### SHORT TASK 1
According to the article on ethnic studies at Northwestern, how long did the 1995 student hunger strike last?

### PASSAGE GIVEN
Student advocacy has been central to creating a major and a minor, expanding the curriculum and increasing hiring in ethnic studies. Today, students and faculty continue to advocate for AASP and LLSP departmentalization. (Illustration by Hank Yang)
Student advocacy has been central to creating a major and a minor, expanding the curriculum and increasing hiring in ethnic studies. Today, students and faculty continue to advocate for AASP and LLSP departmentalization.

Illustration by Hank Yang

‘They’re not supplementary’: Ethnic studies students, professors continue years-long advocacy for AASP and LLSP departmentalization

May 20, 2021

Since students led a 23-day hunger strike in 1995 to institute the Asian American Studies Program, the demands of activists have continued to be linked to ethnic studies at Northwestern.

Starting in 2006, students and faculty advocated for the creation of the Latina and Latino Studies Program, which began around 2008, according to LLSP Director and Prof. Geraldo Cadava.

After the programs were established, students continued to push for the expansion of ethnic studies through events, discussions with faculty and administrators and numerous petitions. Student advocacy has been central to creating AASP and LLSP majors and minors, expanding the curriculum and increasing hiring in ethnic studies, according to AASP Director and Prof. Nitasha Sharma.

Despite this progress, the push to turn AASP and LLSP into recognized departments continues.

Arianna Hermosillo (Medill ’10), the first student to major in Latina and Latino Studies at NU, said the sustained fight for departmentalization is personal — the lack of department status highlights a longtime national issue of people in power depriving marginalized communities of resources.

Expanding ethnic studies is vital, she said, as it would create an inclusive community on campus and ensure students are receiving a holistic education.

“Racial discrimination… (and) people feeling uncomfortable on campus because of who they are and their identity is very much tied to a lack of ethnic studies and access to education about where different people are coming from and what their experiences are,” Hermosillo said. “We can’t say in one breath that students from ‘diverse backgrounds’ are important to us, but their histories aren’t.”

[Data listing]

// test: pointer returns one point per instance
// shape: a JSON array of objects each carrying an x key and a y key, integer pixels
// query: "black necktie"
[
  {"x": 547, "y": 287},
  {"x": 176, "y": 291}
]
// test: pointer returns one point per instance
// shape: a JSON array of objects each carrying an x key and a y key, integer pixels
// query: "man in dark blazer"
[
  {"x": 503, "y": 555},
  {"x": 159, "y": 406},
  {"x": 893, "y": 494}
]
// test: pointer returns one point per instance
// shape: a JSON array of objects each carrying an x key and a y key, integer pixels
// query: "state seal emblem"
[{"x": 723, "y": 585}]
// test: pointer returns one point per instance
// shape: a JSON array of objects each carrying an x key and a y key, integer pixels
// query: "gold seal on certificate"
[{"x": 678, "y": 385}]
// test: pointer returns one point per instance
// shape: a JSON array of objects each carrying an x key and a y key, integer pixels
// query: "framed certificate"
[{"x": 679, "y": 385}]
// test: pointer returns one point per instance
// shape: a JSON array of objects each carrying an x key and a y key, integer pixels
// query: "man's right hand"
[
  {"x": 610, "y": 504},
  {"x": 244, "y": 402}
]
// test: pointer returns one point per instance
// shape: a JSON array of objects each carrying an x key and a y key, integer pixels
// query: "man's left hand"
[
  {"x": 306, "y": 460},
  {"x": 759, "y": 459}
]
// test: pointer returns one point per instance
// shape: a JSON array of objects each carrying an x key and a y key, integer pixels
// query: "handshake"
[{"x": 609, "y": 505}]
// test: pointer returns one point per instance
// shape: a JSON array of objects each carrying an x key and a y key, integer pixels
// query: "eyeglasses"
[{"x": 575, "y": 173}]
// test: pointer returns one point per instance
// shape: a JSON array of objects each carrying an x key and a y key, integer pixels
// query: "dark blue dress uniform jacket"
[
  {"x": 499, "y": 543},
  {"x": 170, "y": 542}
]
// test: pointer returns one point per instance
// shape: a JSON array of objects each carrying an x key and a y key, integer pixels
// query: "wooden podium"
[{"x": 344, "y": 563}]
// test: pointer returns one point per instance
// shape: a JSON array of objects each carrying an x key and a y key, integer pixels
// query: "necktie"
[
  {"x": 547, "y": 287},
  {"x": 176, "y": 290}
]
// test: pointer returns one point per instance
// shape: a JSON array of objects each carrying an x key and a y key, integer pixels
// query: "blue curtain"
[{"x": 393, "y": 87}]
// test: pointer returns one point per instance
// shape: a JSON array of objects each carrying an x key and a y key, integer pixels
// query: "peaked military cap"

### SHORT TASK 2
Identify every line in the data listing that contains the word "dark".

### RESPONSE 1
23 days.

### RESPONSE 2
// query: "man in dark blazer"
// query: "dark blue dress uniform jacket"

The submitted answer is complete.